▼
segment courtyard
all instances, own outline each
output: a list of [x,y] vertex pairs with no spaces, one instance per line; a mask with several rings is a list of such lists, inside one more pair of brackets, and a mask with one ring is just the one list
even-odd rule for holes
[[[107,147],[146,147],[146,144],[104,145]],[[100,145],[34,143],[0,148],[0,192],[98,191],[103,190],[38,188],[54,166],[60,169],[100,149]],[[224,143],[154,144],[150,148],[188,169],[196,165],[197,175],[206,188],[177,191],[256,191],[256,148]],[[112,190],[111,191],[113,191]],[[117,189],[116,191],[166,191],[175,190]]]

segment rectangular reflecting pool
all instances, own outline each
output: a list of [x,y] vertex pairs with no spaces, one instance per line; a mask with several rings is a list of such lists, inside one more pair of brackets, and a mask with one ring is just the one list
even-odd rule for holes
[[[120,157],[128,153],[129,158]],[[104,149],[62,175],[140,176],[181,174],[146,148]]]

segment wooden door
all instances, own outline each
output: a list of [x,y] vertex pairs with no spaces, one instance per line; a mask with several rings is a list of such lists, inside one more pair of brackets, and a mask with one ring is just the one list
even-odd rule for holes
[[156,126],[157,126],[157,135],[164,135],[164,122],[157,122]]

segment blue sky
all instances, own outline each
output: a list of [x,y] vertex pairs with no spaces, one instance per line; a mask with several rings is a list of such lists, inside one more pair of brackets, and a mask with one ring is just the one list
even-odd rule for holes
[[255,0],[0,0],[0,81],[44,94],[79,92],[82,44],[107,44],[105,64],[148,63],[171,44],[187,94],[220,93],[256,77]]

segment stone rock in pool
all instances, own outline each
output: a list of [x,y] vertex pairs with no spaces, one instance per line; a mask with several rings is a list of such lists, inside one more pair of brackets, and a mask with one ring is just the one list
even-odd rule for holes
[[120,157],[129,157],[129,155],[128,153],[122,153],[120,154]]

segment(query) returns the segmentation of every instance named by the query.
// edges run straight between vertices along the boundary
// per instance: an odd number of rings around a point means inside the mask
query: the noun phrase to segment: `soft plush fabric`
▲
→ **What the task requires**
Reproduce word for word every line from the one containing "segment(query) returns the" through the final line of the entries.

→ **Task output**
segment(query) returns the segmentation of every instance named by the query.
// edges run straight between vertices along the boundary
// per instance: an odd number of rings around a point means inside the mask
query: the noun phrase to segment: `soft plush fabric`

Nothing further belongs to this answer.